→ **DIRECTIONS FOR THIS TASK**
Each entry has to be copied exactly, with nothing missed.

━━━━━━

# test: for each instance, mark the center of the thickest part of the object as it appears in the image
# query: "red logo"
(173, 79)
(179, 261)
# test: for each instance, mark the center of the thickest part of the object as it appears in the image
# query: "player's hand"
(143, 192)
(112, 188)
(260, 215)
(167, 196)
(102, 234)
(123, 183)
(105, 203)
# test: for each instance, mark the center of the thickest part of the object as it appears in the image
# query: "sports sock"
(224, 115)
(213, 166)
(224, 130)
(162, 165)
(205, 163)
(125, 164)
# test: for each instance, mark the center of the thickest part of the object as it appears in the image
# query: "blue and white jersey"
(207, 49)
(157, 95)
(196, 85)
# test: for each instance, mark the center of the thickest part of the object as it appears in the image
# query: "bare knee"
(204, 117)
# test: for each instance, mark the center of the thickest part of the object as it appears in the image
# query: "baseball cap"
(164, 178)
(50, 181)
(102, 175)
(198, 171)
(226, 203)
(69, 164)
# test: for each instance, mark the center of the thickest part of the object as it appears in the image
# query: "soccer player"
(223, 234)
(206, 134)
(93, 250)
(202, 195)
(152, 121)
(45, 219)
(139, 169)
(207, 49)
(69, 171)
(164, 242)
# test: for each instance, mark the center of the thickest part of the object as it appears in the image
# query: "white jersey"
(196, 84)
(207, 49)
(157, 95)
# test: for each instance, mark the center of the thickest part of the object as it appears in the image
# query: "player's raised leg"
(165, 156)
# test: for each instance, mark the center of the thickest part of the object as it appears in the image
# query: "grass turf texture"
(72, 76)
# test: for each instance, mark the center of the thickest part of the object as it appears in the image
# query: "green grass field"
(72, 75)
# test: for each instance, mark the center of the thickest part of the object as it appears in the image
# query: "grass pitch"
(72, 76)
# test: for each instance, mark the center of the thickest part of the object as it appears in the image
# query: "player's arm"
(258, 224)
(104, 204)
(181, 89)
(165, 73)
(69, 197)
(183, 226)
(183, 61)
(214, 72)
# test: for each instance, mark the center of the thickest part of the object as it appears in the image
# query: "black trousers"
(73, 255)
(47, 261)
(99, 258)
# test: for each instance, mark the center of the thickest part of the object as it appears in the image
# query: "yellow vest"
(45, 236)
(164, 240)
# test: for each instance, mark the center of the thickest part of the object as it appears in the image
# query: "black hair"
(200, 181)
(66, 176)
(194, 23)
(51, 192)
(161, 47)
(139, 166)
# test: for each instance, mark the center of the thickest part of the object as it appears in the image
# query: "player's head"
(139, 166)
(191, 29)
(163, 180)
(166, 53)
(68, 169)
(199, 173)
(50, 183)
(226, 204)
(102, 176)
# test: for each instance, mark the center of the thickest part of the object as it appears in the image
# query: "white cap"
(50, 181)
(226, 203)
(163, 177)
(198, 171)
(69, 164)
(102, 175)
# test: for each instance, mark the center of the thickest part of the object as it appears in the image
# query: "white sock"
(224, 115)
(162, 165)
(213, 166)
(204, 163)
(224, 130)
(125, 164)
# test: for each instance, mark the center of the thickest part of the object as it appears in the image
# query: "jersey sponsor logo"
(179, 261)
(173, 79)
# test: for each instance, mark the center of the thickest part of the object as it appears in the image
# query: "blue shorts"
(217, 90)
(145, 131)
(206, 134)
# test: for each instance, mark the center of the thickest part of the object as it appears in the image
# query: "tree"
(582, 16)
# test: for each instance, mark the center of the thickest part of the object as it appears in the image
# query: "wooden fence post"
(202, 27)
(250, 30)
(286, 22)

━━━━━━

→ **EXERCISE RESPONSE**
# test: for each instance, mark the center of the thickest part of the object as it appears in the image
# query: "red logo"
(173, 79)
(179, 261)
# test: for each instance, mark the center of the thickest part of the object as it appears in the image
# query: "player's hand"
(143, 192)
(112, 188)
(260, 215)
(167, 196)
(102, 234)
(123, 183)
(105, 203)
# test: for each instance, mark the center of the thickest part of the object as it appears in the image
# query: "sports sock"
(224, 115)
(213, 166)
(224, 130)
(162, 165)
(205, 163)
(125, 164)
# test: for each instance, mark the center of the thickest part of the object as it appears in the image
# query: "blue and white jersey"
(207, 49)
(157, 95)
(196, 85)
# test: for each instance, mark the center of the thickest part of the object as it appears in the image
# query: "bare knee"
(204, 117)
# test: for each instance, mark the center of the thickest part of the object as it appears in the image
# query: "baseball cap"
(164, 178)
(50, 181)
(102, 175)
(198, 171)
(226, 203)
(69, 164)
# test: for each instance, mark the center of the thickest part of the object as it appears in the image
# query: "soccer player"
(223, 234)
(206, 134)
(93, 250)
(202, 195)
(152, 121)
(45, 219)
(139, 169)
(207, 49)
(69, 171)
(164, 242)
# test: for each instance, mark the center of the thickest part of the object as it appears in the image
# query: "white jersey"
(196, 84)
(207, 49)
(157, 95)
# test: for each instance, mark the center of the thickest part of the object as it appears in the image
# query: "player's raised leg"
(165, 156)
# test: for each instance, mark the center of the thickest part of the object as it appears in the image
# query: "grass turf texture"
(72, 76)
# test: for each instance, mark the center of the thickest part of the object as it appears in the image
# query: "green grass field"
(72, 75)
# test: for each instance, mark the center of the thickest part of the object as it appears in the image
# query: "grass pitch"
(72, 76)
# test: for each instance, mark the center of the thickest part of the object as it appears in the image
# query: "player's arm"
(258, 224)
(104, 204)
(181, 89)
(165, 73)
(69, 197)
(183, 226)
(183, 61)
(214, 72)
# test: for each instance, mark the center of the thickest part of the object as it appears in the image
# query: "black trousers"
(73, 255)
(47, 261)
(99, 258)
# test: for each instance, mark the center of the thickest part of the object as it appears in the image
# query: "yellow vest"
(45, 236)
(164, 240)
# test: for each instance, mark the center of the thickest part of the object as it appears in the image
# query: "black hair"
(200, 181)
(66, 176)
(194, 23)
(51, 192)
(161, 47)
(139, 166)
# test: for each instance, mark the center of the thickest part of the object as it appears in the image
# query: "player's head"
(139, 166)
(191, 29)
(163, 180)
(166, 53)
(68, 169)
(199, 173)
(50, 183)
(226, 204)
(102, 176)
# test: for each instance, mark the center of the thickest part of the object as it appears in the image
# query: "white cap"
(50, 181)
(226, 203)
(163, 177)
(198, 171)
(69, 164)
(102, 175)
# test: for each instance, mark the center of the thickest part of the object as it appears in the image
# query: "white sock"
(224, 115)
(162, 165)
(213, 166)
(204, 163)
(224, 130)
(125, 164)
# test: for each instance, mark the center of the thickest part of the object as it appears in the image
# query: "jersey sponsor logo"
(179, 261)
(173, 79)
# test: for each instance, mark the center of the thickest part of the object as it appears in the image
# query: "blue shorts"
(217, 90)
(145, 131)
(206, 134)
# test: for each instance, mark the center of the thickest part of the object as it appears in the image
# query: "tree"
(582, 16)
# test: for each instance, mark the center of the thickest part of the object as it appears in the image
# query: "wooden fence post"
(202, 27)
(250, 30)
(286, 22)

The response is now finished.